▶ **THE PROBLEM**:
In your copy of the entries, please include no pictures and return every word exactly.

Image point grounding data
____________
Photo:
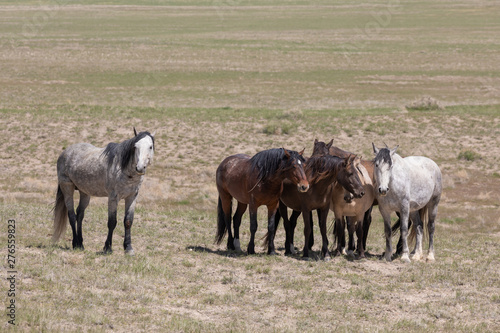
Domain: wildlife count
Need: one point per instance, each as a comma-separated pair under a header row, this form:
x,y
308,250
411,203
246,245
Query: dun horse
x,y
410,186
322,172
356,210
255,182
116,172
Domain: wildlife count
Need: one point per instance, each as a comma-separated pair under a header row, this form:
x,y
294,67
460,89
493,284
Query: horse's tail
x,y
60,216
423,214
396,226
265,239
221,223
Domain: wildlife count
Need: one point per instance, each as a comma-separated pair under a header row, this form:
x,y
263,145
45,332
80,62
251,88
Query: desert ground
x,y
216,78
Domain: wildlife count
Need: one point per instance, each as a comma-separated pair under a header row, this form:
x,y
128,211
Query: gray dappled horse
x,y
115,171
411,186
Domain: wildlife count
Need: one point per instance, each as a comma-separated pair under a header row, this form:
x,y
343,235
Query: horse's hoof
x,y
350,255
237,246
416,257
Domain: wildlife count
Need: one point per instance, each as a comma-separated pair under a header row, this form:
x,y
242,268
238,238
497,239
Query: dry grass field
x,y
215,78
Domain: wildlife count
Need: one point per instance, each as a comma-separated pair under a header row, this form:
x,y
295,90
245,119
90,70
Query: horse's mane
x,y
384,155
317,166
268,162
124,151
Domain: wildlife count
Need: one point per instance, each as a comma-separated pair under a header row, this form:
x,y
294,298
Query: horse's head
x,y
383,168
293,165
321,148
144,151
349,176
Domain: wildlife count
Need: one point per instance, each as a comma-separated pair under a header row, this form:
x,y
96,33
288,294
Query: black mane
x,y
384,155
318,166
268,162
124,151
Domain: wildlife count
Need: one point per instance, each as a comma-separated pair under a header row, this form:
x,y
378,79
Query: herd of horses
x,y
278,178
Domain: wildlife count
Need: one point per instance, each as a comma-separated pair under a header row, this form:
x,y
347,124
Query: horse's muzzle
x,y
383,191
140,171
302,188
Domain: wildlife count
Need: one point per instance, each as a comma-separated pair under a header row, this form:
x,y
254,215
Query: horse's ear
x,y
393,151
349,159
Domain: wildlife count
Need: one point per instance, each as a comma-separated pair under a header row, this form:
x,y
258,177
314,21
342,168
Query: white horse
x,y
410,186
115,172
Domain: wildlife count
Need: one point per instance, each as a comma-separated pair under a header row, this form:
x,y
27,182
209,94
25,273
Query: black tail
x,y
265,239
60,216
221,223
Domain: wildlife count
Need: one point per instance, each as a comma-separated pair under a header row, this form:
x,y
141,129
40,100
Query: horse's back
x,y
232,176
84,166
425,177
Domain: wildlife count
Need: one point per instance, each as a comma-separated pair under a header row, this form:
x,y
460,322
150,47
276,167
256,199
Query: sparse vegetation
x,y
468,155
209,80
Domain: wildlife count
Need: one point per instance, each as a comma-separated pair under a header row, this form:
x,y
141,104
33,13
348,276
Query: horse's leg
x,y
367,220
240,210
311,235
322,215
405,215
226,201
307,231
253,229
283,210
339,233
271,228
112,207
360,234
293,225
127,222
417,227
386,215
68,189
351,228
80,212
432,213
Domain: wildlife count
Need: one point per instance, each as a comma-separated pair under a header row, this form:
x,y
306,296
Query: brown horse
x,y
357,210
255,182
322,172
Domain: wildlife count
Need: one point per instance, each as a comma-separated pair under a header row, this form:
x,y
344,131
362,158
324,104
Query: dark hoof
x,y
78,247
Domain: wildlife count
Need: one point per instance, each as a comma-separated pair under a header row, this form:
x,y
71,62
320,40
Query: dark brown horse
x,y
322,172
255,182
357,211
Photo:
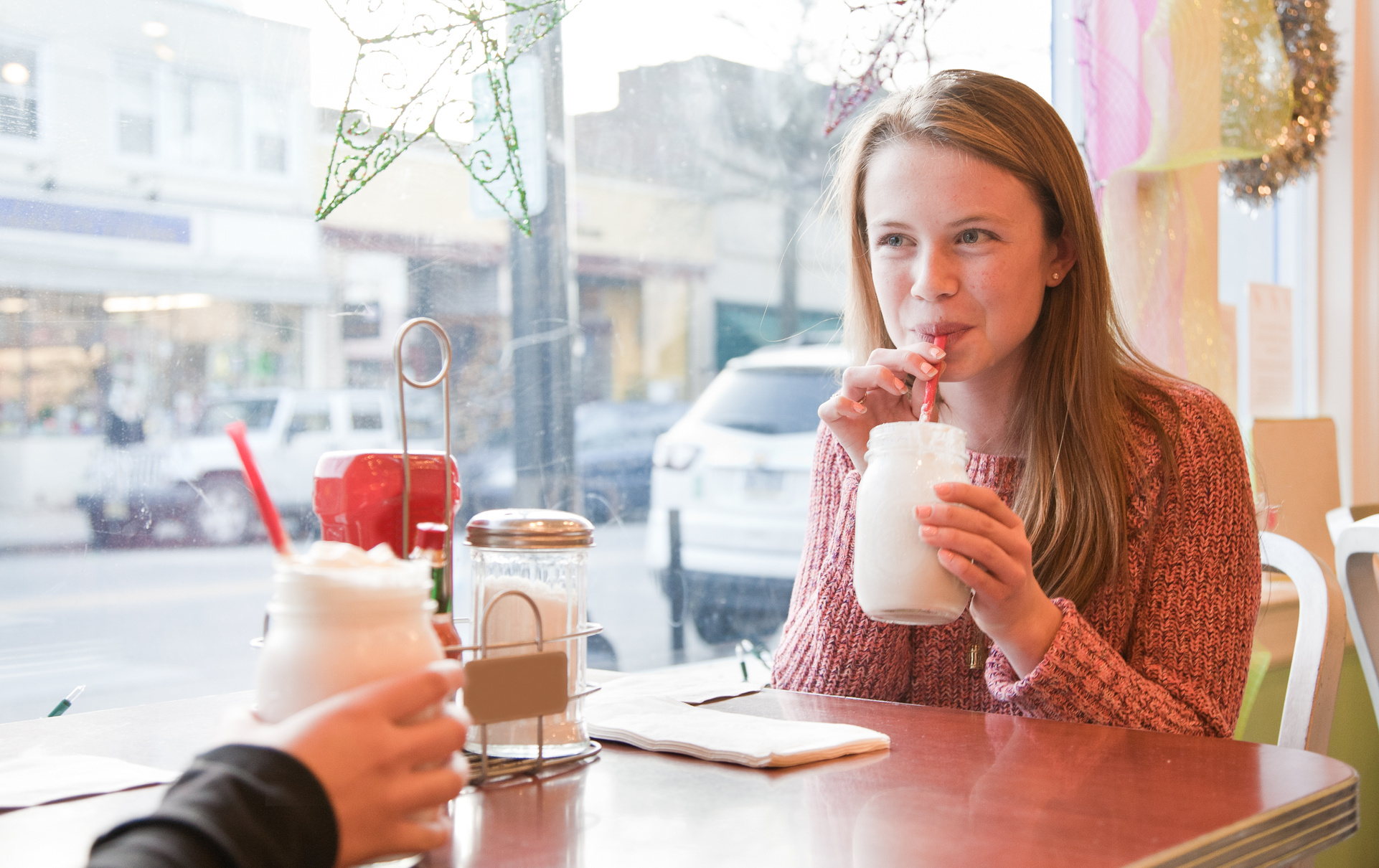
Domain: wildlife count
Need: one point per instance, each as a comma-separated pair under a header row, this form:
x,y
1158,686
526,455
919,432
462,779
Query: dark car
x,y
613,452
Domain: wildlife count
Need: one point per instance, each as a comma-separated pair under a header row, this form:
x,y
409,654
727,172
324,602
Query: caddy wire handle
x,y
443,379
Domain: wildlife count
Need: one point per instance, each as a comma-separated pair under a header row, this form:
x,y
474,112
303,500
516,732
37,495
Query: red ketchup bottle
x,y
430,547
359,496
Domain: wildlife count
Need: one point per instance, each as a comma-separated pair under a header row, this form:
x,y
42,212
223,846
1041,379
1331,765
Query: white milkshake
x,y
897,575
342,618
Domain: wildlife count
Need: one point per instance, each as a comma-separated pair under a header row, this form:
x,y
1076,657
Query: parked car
____________
▶ **COMPLETED TASK**:
Photo:
Domain: wildlife count
Need: one point per instance, each as a comma-separated pair under a header row, this form:
x,y
308,250
411,203
246,245
Query: dun horse
x,y
410,186
322,172
356,210
255,182
116,172
Domain: wildlife count
Need: one point per instance, each as a comma-separated pair under a header row, this form:
x,y
294,67
460,89
493,284
Query: horse's tail
x,y
60,216
423,214
396,226
265,239
221,223
Domain: wildlife count
Need: one point per instance, each as a comma-separated pair under a header row, this form:
x,y
263,145
45,332
80,62
251,88
Query: desert ground
x,y
216,78
Domain: wildlife count
Need: one point per instance, each as a comma-separated pair under a header row, this form:
x,y
128,211
Query: gray dappled horse
x,y
115,171
411,186
Domain: wildlife count
Need: one point per instance, each as a comma-separated pair under a header row, this form:
x,y
343,235
Query: horse's hoof
x,y
350,255
237,246
416,257
Domain: wildlife count
Need: one point per instance, each as a comma-separated pair under a header row, this form:
x,y
242,268
238,238
497,239
Query: dry grass field
x,y
215,78
Domain: wildlife count
Need: one point per instance, each as a comma-separated pair under a header row, this form:
x,y
295,90
245,119
90,70
Query: horse's mane
x,y
384,155
317,166
268,162
124,151
Domain: wildlife count
Need: one point per instance, each as a comma-separated pair under a header row, this form:
x,y
294,298
Query: horse's head
x,y
383,168
293,165
321,148
144,151
349,176
Domain: wildlife count
Need: one point per instance, each as a comma-separated pair under a header row, this form:
x,y
96,33
288,294
Query: black mane
x,y
384,155
318,166
268,162
124,151
Domain: wildlife count
Need: one point per instance, each as a comma-separated pair under a header row, this form:
x,y
378,79
Query: herd of horses
x,y
278,178
Domain: wildlife count
Need: one point per instance, each as a comma-separated pair under a header row, this form:
x,y
347,124
Query: horse's muzzle
x,y
383,191
140,171
302,188
Domain: wildlife count
Need: one point per instance, each as a comma-separated pair under a header row, this form:
x,y
254,215
Query: horse's ear
x,y
393,151
349,159
Domain: wildlife count
Need: one point per instance, each as a comma-separated pair under a header row, this form:
x,y
258,177
314,21
342,168
Query: white horse
x,y
410,186
115,172
Domain: wildlife count
Need: one point per instance, each as a comma-separated pair under a header row, this form:
x,y
27,182
209,94
25,273
Query: black tail
x,y
265,239
60,216
221,223
Domain: wildlife count
Need: one point per instance, each as a comma-separated pair under a header row, this form:
x,y
141,129
40,100
Query: horse's back
x,y
232,176
84,166
425,177
Domain: wildlife count
Need: one point per instance, each as a comma-separated pair under a header row, this form:
x,y
460,322
150,47
276,167
256,199
Query: sparse vegetation
x,y
468,155
209,80
Domain: wildlife count
Need: one point per instance, each as a comma-separated pair under a header row, this form:
x,y
141,104
33,13
348,276
Query: horse's leg
x,y
367,220
240,210
311,235
322,215
405,215
226,201
307,231
253,229
283,210
339,233
271,228
112,207
360,234
293,225
127,222
417,227
386,215
68,189
351,228
80,212
432,213
Domain: wildlife count
Need: one point per instance, each as a comma-separated pair under a header row, this form:
x,y
306,296
Query: brown horse
x,y
357,210
255,182
322,172
Domain: wildlife count
Need: one point per instance, each as a comma-separated pair under a header row, this form:
x,y
344,131
362,158
324,104
Query: dark hoof
x,y
78,247
Domain: wildlife count
Need: one point per instance, each as a comma-separated pair under a header row, this form:
x,y
71,62
320,40
Query: dark brown horse
x,y
322,172
255,182
357,211
Photo:
Domain: wildlife count
Need: one point per instance, each as a comma-separated pair under a header row, this form:
x,y
1158,686
526,455
919,432
462,779
Query: dark car
x,y
613,452
Domain: wildlife count
Need: one point per instance, each as a comma-separated pair under a header row, this form:
x,y
409,654
727,172
324,602
Query: caddy wire handle
x,y
443,379
Domain: wildlife count
Need: one point per instance, each as a comma-separated pair under a header row, this form:
x,y
474,112
303,500
516,732
37,495
Query: red ketchup bottle
x,y
430,547
359,496
Domain: wildlife count
Need: one point per instance, each as a comma-separated pair under a header row, this form:
x,y
42,212
223,846
1041,379
1331,765
Query: white milkshake
x,y
897,575
342,618
Domain: wildlife count
Need: one point per instance, each as a comma-separated pair under a header row, this form:
x,y
1076,657
Query: parked car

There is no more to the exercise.